* _TASK DETAILS_: Print out the data exactly, keeping every image out of it.

□ □ □ □

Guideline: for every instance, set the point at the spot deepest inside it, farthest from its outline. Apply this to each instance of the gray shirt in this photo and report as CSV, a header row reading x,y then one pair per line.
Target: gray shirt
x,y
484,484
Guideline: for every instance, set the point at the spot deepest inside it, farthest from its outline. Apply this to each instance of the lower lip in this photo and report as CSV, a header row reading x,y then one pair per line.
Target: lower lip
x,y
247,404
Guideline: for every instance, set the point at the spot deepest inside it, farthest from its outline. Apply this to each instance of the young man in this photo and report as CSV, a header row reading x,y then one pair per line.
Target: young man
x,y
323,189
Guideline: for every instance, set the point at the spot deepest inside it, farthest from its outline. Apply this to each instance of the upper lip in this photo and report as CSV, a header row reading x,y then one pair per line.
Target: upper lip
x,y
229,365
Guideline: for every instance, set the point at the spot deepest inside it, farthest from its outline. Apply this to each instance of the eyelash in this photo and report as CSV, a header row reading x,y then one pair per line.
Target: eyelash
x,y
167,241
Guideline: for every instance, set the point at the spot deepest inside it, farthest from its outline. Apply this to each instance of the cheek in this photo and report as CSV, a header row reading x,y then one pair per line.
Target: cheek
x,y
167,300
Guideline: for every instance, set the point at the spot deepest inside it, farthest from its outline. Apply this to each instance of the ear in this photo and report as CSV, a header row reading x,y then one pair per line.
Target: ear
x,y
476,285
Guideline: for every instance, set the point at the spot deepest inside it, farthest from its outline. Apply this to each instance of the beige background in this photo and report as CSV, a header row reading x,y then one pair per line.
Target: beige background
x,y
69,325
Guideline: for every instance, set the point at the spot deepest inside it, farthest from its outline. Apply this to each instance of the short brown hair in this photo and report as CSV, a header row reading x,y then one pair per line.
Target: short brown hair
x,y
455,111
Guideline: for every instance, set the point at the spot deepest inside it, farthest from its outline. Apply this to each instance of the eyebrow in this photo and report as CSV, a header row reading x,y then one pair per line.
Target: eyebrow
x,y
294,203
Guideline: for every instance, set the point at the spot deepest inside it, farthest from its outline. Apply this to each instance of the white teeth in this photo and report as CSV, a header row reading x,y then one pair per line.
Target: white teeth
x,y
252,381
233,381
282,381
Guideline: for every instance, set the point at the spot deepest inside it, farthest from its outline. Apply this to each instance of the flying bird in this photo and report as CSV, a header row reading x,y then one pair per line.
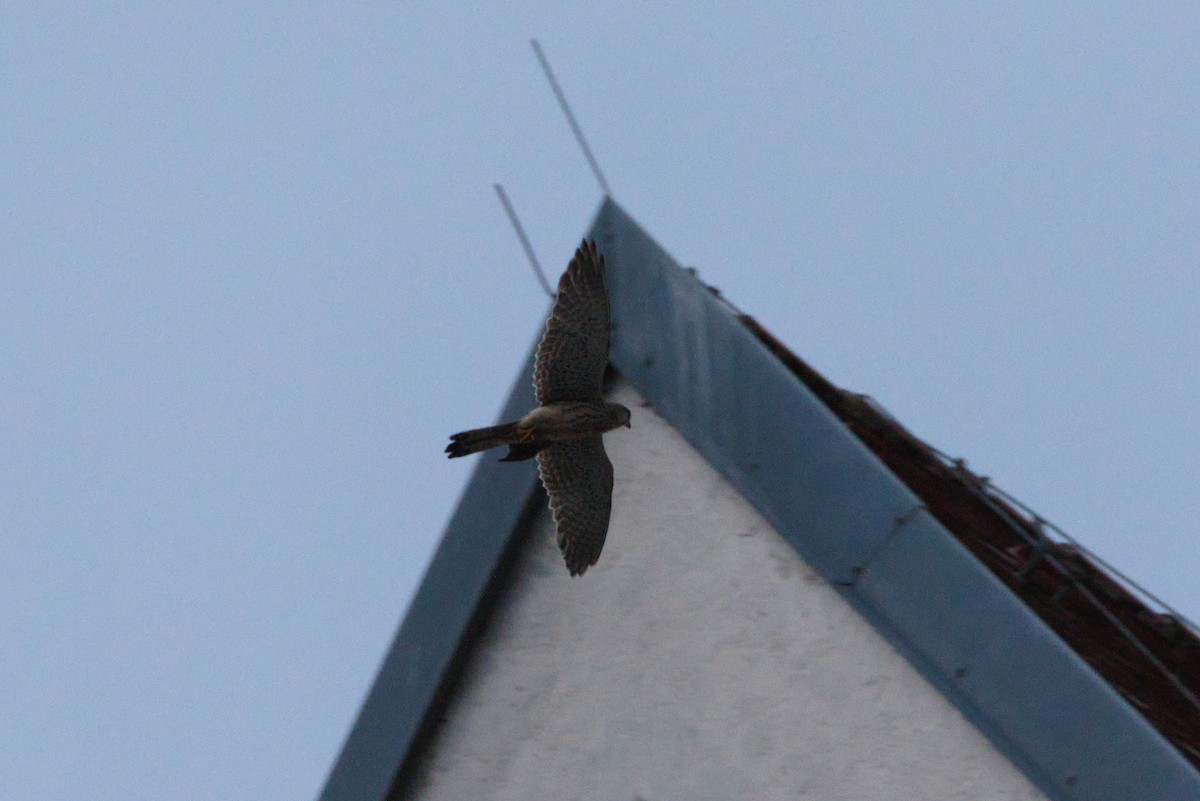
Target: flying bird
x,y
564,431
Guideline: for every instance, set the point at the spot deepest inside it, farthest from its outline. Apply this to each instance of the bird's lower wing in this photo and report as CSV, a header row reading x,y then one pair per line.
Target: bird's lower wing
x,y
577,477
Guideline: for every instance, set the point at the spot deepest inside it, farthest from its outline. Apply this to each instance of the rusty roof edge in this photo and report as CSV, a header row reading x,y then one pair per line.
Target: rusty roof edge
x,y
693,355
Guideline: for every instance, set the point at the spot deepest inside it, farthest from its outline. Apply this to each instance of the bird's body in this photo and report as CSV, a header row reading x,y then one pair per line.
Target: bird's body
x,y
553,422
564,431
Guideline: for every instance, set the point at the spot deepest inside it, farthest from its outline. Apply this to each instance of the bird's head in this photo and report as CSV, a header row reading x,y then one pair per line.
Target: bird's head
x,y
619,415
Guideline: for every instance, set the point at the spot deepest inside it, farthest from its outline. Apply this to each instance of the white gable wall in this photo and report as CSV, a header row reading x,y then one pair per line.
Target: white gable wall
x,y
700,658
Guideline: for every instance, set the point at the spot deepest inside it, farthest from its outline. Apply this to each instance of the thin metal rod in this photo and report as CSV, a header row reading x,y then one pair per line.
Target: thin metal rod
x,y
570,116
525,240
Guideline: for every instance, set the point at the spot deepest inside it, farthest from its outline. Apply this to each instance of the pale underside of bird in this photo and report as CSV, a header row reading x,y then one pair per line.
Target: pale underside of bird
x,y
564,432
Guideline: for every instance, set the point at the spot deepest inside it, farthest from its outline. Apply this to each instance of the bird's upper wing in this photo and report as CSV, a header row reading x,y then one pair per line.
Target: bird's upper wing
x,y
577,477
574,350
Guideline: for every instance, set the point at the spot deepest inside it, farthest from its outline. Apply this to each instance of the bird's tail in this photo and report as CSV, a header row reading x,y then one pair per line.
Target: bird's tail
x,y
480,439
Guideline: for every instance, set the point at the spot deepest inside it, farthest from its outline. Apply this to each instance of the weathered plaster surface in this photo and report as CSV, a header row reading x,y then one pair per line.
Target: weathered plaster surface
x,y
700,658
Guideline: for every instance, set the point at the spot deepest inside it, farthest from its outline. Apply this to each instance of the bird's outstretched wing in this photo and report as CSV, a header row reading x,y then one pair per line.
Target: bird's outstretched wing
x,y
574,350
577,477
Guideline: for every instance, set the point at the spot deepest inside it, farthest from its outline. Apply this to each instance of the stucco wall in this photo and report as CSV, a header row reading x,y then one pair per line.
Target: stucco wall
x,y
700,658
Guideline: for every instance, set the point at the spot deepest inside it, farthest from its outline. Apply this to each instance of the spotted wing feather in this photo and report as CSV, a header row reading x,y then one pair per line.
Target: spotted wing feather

□ □ □ □

* _SOLUTION_:
Guideline: for every instance, set the point at the spot deepest inside it, farthest from its outline. Apply this to each instance of the gray shirt in this photo and report as CSV, a header row reading x,y then one pair per line.
Target: gray shirt
x,y
484,484
Guideline: for every instance, set the point at the spot deepest inside it, farthest from its outline. Apply this to each instance of the lower lip in this photo and report as CSV, a header row reading x,y then one pair per line.
Target: lower lip
x,y
247,404
Guideline: for every instance, set the point at the spot deepest inside it, farthest from its outline. Apply this to each instance of the young man in this photo and report as CSV, a header row reading x,y then one pair per line.
Target: young man
x,y
323,189
Guideline: for every instance, set the point at the spot deepest inside it, farthest from its outline. Apply this to each instance of the upper lip in this photo and report as CSV, a header row reading x,y then one pair per line.
Target: upper lip
x,y
229,365
Guideline: for every instance, set the point at the spot deepest inside it, farthest from its outline. Apply this to each instance of the eyelash in this photo and report as CSV, a header row reading x,y then one pair per line.
Target: eyelash
x,y
167,241
Guideline: for every instance, set the point at the spot deepest inside it, farthest from its outline. Apply this to each instance of the cheek in this photo and report as CSV, a header row reading x,y then one pair per line.
Target: cheek
x,y
167,300
Guideline: for every instance, set the point at the spot deepest inside it, farthest from its outline. Apply this to each instance of the ear in this photo and report as CSV, a header row reading x,y then one pair per line.
Target: ear
x,y
476,285
Guideline: for every instance, set the point at the spot deepest inside it, farthest from its outline. Apply this to each instance of the beige background in this photo and report as CSV, a header row reading x,y then one pair per line.
Target: beige background
x,y
69,325
Guideline: for every instance, set the point at the spot deepest inside it, farthest from its outline. Apply this to each instance of the short brown hair in this photo and report as CSV, a header row reading x,y then one pair per line.
Target: short brown hair
x,y
455,111
Guideline: for every instance, set the point at the spot deepest inside it, farthest from its outline. Apply this to each instance of the eyebrow in this photo and report as CSV, a header row reading x,y then one pair per line.
Target: eyebrow
x,y
294,203
Guideline: for every instance, set the point at the spot deepest inside it, farthest from its outline. Apply this to each instance of the white teeth in this photo and report as CSV, a header row reading x,y then one pair per line.
Target: white teeth
x,y
252,381
233,381
282,381
Guideline: for every instance, set the point at the spot deepest inside it, farthest from its outline. Apply this to each instance of the flying bird in this photo and report as CSV, a header row reading x,y then one pair per line.
Target: flying bird
x,y
564,431
Guideline: for every instance, set the point at the spot deepest inside it, farthest from its outline. Apply this to each instance of the bird's lower wing in this photo and report as CSV, a header row reading x,y then one pair per line.
Target: bird's lower wing
x,y
577,477
Guideline: for every instance, set the point at the spot deepest inside it, farthest from its outline. Apply this to each instance of the rusty roof edge in this photo and report as CSV, a header row reading x,y then one pair per line.
Target: rusty roof edge
x,y
693,355
Guideline: for every instance, set the point at the spot deepest inside it, farthest from its outline. Apply this to each instance of the bird's body in this photo and report as CSV, a header row reading x,y then one pair per line.
Target: bird's body
x,y
553,422
564,431
Guideline: for every instance, set the point at the spot deepest inside it, farthest from its outline. Apply this to each instance of the bird's head in this photo and report as CSV, a header row reading x,y then one pair per line.
Target: bird's head
x,y
619,415
Guideline: for every instance, set the point at the spot deepest inside it, farthest from its outline. Apply this to each instance of the white gable wall in this photo and report as CSV, a header row reading x,y then one pair per line.
Target: white gable wall
x,y
700,658
Guideline: for every instance, set the point at the spot deepest inside it, farthest from its outline. Apply this to each instance of the thin metal rod in this photo and report as CSV, a header row reading x,y then one pair per line.
Target: thin metal rod
x,y
570,116
525,240
Guideline: for every instance, set the point at the spot deepest inside it, farthest from its outline. Apply this to each instance of the pale underside of bird in this photo and report as CSV, a header row reading x,y then one pair per line.
Target: pale underside of bird
x,y
564,432
Guideline: for every instance, set the point at the spot deepest inside it, farthest from its outline. Apply this to each instance of the bird's upper wing in this photo and report as CSV, a header row reading x,y then one pair per line.
Target: bird's upper wing
x,y
577,477
574,350
Guideline: for every instance, set the point at the spot deepest inside it, farthest from its outline. Apply this to each instance of the bird's tail in this photo and report as CSV, a header row reading x,y then one pair per line.
Target: bird's tail
x,y
480,439
Guideline: for every instance, set the point at the spot deepest inside it, farthest from its outline. Apply this to each instance of the weathered plaster surface in this photo and report as CSV, a header row reading x,y then one pair per line.
Target: weathered plaster surface
x,y
700,658
Guideline: for every instance, set the point at the spot deepest inside it, farthest from its outline. Apply this to each instance of the bird's outstretched wing in this photo and report as CSV, a header row reading x,y then one pair per line.
Target: bird's outstretched wing
x,y
574,350
577,477
Guideline: for every instance, set the point at the spot deepest inside it, farthest from its outline. Apply this to each instance of the stucco wall in this photo and report as CSV, a header row reading x,y then one pair per line.
Target: stucco wall
x,y
700,658
Guideline: for every instance, set the point at the spot deepest inside it, farthest from its outline. Apply this to each instance of the spotted wing feather in this photo and report as CSV, a header row reading x,y then one pair per line.
Target: spotted wing feather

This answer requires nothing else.